◆ **PROVIDED TEXT**:
○ ○ ○ ○ ○

Vice Chairman of the Shanxi Provincial Committee of the Chinese People's Political Consultative Conference
- Incumbent
- Assumed office January 2018

Personal details
- Born: April 1965 (age 61) Hengyang, Hunan, China
- Party: Jiusan Society
- Education: Shanxi University Nanjing University

= Li Qingshan =

Chinese pharmacologist

Li Qingshan (李青山; born April 1965) is a Chinese academic and politician who serves as Vice Chairman of the Shanxi Provincial Committee of the Chinese People's Political Consultative Conference. He is a member of the Jiusan Society and currently serves as a member of its Central Standing Committee and chairman of its Shanxi Provincial Committee.

== Biography ==
Li Qingshan was born in Hengyang, Hunan, in April 1965. He studied chemistry at Hengyang Normal Junior College from 1981 to 1984, after which he worked as a secondary school teacher at Jianxiang Diesel Engine Factory in Hengyang. In 1987, he entered Shanxi University to pursue a master's degree in inorganic chemistry, graduating in 1990. He later obtained a Doctor of Science degree in inorganic chemistry from Nanjing University.

○ ○ ○ ○ ○

◆ **WHAT THIS TASK INVOLVES**:
Can you answer these questions from the Li Qingshan profile?
1. When did he assume office as Vice Chairman of the Shanxi Provincial Committee?
2. What subject did he study at Hengyang Normal Junior College?
3. Which university granted his Doctor of Science degree?
The rows that follow have no connection to the Li Qingshan profile.

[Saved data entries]
○ ○ ○ ○ ○

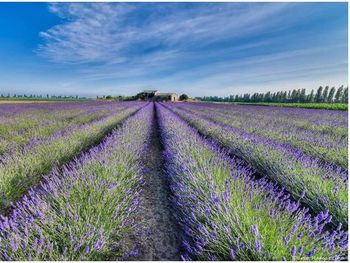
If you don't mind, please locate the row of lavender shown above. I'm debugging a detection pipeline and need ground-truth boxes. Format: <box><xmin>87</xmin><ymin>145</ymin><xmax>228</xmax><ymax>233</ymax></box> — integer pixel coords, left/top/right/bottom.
<box><xmin>0</xmin><ymin>104</ymin><xmax>153</xmax><ymax>260</ymax></box>
<box><xmin>0</xmin><ymin>103</ymin><xmax>128</xmax><ymax>158</ymax></box>
<box><xmin>0</xmin><ymin>103</ymin><xmax>145</xmax><ymax>212</ymax></box>
<box><xmin>157</xmin><ymin>104</ymin><xmax>348</xmax><ymax>260</ymax></box>
<box><xmin>171</xmin><ymin>104</ymin><xmax>348</xmax><ymax>169</ymax></box>
<box><xmin>163</xmin><ymin>104</ymin><xmax>348</xmax><ymax>228</ymax></box>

○ ○ ○ ○ ○

◆ **EXERCISE RESPONSE**:
1. January 2018
2. Chemistry
3. Nanjing University